- How to complete this task
State how many lines in the listing below contain the word "then", and write nothing else.

++++++++++++++++++++

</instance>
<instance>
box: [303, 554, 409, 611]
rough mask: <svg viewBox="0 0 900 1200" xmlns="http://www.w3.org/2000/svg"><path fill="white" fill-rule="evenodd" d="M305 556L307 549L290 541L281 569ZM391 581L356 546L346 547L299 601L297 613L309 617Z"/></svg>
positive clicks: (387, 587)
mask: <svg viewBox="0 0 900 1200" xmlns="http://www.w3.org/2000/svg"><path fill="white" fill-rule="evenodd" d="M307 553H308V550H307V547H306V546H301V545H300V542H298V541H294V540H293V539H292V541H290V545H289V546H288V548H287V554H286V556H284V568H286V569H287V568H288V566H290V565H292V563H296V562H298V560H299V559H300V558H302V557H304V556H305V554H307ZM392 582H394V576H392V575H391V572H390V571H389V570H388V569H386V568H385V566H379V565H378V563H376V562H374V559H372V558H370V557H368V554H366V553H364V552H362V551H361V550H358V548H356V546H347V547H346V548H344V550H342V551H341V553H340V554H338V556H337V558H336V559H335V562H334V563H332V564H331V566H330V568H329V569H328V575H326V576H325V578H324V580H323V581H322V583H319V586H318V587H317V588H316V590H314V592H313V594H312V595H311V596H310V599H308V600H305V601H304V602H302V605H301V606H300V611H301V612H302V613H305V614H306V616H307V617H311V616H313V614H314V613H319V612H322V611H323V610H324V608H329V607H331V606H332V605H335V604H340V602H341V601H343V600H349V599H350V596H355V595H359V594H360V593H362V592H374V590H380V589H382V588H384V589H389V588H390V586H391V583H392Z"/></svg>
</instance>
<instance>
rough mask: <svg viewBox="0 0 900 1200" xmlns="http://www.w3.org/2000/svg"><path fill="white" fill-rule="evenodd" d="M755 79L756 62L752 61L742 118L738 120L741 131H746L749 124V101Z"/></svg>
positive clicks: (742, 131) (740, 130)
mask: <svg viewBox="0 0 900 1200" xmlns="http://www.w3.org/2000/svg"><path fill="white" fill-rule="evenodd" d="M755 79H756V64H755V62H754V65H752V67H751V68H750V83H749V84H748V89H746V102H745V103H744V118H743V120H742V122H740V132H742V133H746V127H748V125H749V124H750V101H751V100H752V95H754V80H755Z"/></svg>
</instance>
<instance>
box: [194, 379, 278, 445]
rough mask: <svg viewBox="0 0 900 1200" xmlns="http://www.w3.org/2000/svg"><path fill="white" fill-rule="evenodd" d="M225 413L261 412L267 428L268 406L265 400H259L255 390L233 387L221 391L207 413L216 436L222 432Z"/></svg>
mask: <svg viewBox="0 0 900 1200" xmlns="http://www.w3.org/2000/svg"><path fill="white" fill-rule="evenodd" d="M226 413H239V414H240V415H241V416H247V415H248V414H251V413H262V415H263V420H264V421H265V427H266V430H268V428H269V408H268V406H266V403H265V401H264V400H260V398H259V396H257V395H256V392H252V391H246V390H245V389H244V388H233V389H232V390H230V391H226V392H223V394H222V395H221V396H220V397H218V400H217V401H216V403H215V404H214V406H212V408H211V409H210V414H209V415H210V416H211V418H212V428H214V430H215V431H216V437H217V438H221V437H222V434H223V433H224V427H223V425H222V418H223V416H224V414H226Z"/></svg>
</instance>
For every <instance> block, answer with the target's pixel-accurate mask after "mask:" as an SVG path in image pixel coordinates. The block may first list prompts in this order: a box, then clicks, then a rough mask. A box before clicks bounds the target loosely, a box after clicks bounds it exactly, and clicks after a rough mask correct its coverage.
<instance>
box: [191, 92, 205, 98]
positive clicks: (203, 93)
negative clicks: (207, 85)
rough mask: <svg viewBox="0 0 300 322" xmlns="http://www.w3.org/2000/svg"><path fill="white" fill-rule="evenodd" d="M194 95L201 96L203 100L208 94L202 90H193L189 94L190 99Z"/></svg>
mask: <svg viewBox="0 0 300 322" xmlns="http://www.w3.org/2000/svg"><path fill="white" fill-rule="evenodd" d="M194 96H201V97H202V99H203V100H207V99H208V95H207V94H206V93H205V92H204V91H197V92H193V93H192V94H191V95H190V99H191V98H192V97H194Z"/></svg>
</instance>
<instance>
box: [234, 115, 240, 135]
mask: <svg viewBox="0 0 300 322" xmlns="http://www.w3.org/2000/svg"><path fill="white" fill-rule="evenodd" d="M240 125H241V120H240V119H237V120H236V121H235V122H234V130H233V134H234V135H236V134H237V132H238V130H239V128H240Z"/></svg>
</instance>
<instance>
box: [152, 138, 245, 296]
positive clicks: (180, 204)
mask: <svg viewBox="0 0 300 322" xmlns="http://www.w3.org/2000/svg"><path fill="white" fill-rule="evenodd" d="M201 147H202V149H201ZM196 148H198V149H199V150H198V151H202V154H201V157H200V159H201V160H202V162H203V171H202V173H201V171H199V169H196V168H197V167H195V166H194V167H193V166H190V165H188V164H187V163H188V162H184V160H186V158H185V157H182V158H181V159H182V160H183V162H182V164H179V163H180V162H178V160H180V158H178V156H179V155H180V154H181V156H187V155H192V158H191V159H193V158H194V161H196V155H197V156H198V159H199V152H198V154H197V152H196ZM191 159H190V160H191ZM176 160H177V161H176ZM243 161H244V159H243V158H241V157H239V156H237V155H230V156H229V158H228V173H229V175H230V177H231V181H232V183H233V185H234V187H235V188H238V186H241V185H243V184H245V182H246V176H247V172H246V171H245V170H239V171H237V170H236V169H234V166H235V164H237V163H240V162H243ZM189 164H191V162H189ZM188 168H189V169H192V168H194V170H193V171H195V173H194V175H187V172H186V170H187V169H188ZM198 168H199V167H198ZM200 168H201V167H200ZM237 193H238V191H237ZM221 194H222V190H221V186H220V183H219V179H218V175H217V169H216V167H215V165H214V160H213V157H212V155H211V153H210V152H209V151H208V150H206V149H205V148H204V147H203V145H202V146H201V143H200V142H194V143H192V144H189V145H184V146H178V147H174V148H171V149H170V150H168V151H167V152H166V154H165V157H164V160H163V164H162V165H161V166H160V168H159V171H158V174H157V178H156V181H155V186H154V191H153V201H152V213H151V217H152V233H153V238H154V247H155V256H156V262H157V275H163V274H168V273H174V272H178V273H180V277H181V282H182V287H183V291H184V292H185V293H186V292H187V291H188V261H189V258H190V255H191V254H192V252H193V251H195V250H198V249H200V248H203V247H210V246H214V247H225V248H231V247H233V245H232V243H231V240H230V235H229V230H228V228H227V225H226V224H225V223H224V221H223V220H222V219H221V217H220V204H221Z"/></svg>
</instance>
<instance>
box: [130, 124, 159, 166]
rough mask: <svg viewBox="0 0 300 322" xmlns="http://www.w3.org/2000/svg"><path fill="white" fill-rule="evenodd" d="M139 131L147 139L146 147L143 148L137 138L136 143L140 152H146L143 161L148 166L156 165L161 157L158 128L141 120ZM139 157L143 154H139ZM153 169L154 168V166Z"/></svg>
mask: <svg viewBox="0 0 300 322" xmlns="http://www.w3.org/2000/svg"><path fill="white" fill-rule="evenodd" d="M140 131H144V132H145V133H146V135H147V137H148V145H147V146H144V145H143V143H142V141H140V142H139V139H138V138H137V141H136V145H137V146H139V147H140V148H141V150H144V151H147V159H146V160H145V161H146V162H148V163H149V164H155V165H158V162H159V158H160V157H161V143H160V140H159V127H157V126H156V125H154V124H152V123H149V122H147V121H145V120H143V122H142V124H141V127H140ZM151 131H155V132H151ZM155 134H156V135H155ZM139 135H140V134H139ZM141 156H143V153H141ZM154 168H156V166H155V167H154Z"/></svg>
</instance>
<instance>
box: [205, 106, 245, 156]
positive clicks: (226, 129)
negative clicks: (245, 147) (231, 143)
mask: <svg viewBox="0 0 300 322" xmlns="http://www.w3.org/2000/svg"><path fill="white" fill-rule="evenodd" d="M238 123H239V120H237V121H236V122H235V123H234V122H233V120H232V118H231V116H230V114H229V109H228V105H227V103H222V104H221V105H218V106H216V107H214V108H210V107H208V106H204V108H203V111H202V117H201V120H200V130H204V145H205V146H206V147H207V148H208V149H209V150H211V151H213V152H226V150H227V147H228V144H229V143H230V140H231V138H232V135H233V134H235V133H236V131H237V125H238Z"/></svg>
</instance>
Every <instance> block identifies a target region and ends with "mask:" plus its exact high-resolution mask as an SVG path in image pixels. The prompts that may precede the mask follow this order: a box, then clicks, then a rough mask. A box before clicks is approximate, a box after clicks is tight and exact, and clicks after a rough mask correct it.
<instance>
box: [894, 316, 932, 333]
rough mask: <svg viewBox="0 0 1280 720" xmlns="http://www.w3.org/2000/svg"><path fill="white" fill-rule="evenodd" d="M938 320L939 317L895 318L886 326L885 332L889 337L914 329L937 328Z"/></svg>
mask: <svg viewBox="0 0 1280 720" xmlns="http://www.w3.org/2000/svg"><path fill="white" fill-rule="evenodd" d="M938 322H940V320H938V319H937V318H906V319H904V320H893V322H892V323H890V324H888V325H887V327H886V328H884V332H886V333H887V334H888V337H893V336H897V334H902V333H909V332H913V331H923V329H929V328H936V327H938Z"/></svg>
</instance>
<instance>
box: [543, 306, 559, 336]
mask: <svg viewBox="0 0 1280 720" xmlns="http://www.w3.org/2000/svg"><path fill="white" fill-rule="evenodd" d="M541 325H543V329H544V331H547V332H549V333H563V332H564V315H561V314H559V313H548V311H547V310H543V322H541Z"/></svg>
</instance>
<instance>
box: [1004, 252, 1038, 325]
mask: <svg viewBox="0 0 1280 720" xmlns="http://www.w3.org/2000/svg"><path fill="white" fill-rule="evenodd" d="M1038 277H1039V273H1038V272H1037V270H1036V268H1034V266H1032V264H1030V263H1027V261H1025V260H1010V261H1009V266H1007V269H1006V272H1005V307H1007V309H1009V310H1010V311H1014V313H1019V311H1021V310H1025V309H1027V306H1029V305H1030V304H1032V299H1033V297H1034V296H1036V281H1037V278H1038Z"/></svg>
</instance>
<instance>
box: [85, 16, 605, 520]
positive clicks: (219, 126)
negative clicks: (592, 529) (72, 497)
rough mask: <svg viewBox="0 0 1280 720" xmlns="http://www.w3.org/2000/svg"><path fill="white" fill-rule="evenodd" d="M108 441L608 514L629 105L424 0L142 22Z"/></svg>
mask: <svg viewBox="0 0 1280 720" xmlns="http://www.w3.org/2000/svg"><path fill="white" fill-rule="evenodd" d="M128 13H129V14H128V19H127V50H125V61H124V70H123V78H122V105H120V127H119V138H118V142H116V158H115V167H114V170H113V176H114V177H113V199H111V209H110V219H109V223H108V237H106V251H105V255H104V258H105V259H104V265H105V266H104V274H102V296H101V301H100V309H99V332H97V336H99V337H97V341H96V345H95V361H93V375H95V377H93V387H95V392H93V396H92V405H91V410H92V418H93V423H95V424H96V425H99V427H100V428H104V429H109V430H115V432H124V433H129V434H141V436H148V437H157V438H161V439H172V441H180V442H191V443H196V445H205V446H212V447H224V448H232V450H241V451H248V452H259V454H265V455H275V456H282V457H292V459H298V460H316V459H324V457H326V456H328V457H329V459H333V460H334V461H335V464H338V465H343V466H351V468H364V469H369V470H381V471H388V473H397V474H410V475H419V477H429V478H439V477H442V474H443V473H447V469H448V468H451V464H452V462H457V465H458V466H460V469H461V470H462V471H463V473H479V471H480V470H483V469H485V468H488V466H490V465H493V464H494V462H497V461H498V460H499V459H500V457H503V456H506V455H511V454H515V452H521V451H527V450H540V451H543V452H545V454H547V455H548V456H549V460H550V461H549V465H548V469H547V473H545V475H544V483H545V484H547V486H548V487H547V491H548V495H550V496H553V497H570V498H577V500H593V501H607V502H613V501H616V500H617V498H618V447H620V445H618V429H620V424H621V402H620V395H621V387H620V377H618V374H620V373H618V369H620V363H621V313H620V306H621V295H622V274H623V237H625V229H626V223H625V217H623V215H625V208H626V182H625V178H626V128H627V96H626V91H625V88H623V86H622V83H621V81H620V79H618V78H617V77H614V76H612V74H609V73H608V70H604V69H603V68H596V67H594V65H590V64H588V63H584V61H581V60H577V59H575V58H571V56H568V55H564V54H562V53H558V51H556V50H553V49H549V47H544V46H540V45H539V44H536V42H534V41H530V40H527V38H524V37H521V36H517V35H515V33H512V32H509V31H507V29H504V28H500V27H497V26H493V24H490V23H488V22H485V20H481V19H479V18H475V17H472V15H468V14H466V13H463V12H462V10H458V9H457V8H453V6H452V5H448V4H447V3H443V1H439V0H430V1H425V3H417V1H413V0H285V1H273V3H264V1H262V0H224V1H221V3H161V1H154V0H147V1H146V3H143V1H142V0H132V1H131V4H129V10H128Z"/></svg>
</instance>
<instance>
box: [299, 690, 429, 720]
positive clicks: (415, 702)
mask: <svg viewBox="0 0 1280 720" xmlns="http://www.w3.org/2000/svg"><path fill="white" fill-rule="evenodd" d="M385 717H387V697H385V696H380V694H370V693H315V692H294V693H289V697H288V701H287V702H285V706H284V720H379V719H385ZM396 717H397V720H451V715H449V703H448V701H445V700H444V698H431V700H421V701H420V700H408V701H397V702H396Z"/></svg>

++++++++++++++++++++

- Task answer
2